> **WHAT YOU WILL DO**
Please set out all of the records below as a numbered list, leaving out any blank lines.

> **DATA FOR THIS TASK**
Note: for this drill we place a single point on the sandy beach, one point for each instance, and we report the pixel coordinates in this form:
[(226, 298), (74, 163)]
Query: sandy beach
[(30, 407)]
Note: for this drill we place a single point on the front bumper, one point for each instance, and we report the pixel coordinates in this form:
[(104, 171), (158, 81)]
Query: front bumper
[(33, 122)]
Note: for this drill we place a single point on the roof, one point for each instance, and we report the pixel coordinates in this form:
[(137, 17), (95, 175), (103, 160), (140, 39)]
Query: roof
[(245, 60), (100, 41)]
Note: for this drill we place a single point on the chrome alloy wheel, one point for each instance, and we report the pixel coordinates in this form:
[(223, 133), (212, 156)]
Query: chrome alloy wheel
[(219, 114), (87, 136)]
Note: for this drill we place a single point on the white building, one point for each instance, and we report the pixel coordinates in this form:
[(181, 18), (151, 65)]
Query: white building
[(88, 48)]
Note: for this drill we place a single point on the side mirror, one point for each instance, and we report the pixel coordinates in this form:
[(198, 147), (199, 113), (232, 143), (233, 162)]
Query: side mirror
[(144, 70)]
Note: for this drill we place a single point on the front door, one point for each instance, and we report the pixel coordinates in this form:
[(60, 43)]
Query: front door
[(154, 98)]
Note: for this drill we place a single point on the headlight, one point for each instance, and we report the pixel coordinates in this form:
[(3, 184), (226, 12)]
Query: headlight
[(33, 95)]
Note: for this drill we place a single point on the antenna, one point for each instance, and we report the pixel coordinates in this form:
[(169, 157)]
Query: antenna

> **CORRECT OUTPUT**
1. Note: for this drill we place a single point on the sandy beach, one point for each instance, and we report the pixel coordinates in this form:
2. [(226, 298), (74, 163)]
3. Query: sandy beach
4. [(30, 407)]
5. Note: for this drill we place a single point on the front bumper, one point for each instance, and we report the pixel coordinates in this form:
6. [(104, 171), (158, 81)]
7. Query: front bumper
8. [(33, 122)]
9. Note: for this drill we place a single point on the roof, one point for each instance, and we report the pixel coordinates in this form:
10. [(137, 17), (95, 175), (103, 160), (140, 39)]
11. Query: roof
12. [(245, 60), (100, 41)]
13. Note: for this drill we place a single point on the chrome alloy wheel, one point for each instance, and we report the pixel coordinates in this form:
14. [(223, 133), (212, 156)]
15. Query: chrome alloy wheel
16. [(219, 114), (87, 136)]
17. Note: for this drill we place a single point on the white building, one point for each instance, and we report the pixel coordinates in this form:
18. [(181, 18), (151, 65)]
19. Query: white building
20. [(88, 48)]
21. Note: for this drill we place a single point on the side mirror, one point for each instance, and we report the pixel coordinates in this form:
22. [(198, 147), (199, 113), (232, 143), (233, 162)]
23. Query: side mirror
24. [(144, 70)]
25. Note: for this drill we place a single point on the front door, one point for each instance, and we report the pixel coordinates in this form:
26. [(60, 43)]
27. Query: front door
28. [(154, 98)]
29. Note: for this drill we place a single point on the headlight, one point for each instance, and we report the pixel coordinates in this form:
30. [(3, 184), (226, 12)]
31. Query: headlight
32. [(33, 95)]
33. Note: for this drill we place a single point on the antenna, one point for each instance, and we report the pixel coordinates in this form:
34. [(169, 157)]
35. Query: antenna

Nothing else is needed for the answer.